Extract:

Going to the doctor is scary. Period. But what designers can do is shatter those pre-conceived notions with healthcare spaces that acknowledge the big feelings and help patients (of all ages) to stand up strong to them. Step one in achieving that is understanding that everyone processes emotions and their surroundings differently.
Neurodiversity can include a variety of diagnoses from autism spectrum disorder to dyslexia and bipolar disorder. Individuals that fall under this category have similar stressors to many neurotypicals but can experience them on a much more heightened plain. HOK approaches their designs with fresh eyes in all markets to accommodate how everyone processes outside stimuli, not just neurotypical minds, which results in success for every user from the workplace to the classroom and everywhere in between.
Because at the end of the day, inclusive design is universal design.
We spoke with Karen Freeman, practice leader, healthcare and Laura Poltronieri, senior medical planner, to help us break down the dreaded “visit” and hear what types of products, processes and spaces can be integrated at each of these touchpoints below to make any healthcare experience as (dare we say it) enjoyable as possible for neurodivergent patients and their families.

Questions:
A - According to the passage on healthcare design for neurodivergent patients, what diagnoses can neurodiversity include?
B - Pick up the passage on healthcare design for neurodivergent patients after its last sentence and keep writing it.

Provided data:
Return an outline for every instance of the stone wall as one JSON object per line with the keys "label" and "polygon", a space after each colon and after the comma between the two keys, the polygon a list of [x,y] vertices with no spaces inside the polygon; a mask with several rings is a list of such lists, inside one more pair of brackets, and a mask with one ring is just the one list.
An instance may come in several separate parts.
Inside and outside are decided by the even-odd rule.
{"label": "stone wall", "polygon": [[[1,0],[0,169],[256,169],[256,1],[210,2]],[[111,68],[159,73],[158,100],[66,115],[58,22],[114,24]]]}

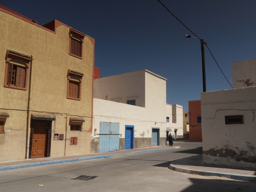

Expected results:
A - Autism spectrum disorder, dyslexia and bipolar disorder.

B -
“Some of our clients provide patient surveys in advance, gathering information that is helpful in better serving neurodivergent individuals. If they know a patient has sensitivities to light or sound, for example, they can customize the space to meet their needs. These simple moves have a tremendous impact on the quality and personalization of care,” explained Poltronieri.
For some patients, order and schedule is crucial, so videos can also be used to educate them on what they will see and experience when they arrive at the facility. Some children’s hospitals will invite kids and their families in prior to a surgery to tour the space. Elements that can help demystify such procedures might be an MRI machine for a doll or child-sized exam room in a playroom or waiting area, so they know what to expect.
Especially in an entryway, overwhelming colors, light and activity should be avoided. A secondary entrance and set of elevators could be considered to allow for a less stimulating introduction to the space. Clients can be sold on these moves with the prospect of having a very well-oiled machine—patients that are calm and comfortable allow staff to do their jobs in a much more efficient and meaningful manner.
Play spaces that address all sensory needs from seekers to avoidance should be considered, as well as therapeutic seating options from swings to rocking chairs. Pet therapy zones can also make for an experience that get children excited for repeat visits. Small enclosures like those that populate the waiting room at Lucile Packard Children’s Hospital at Stanford in Palo Alto, Calif. return a sense of control back into the hands of patients, giving them a healthy form of escape.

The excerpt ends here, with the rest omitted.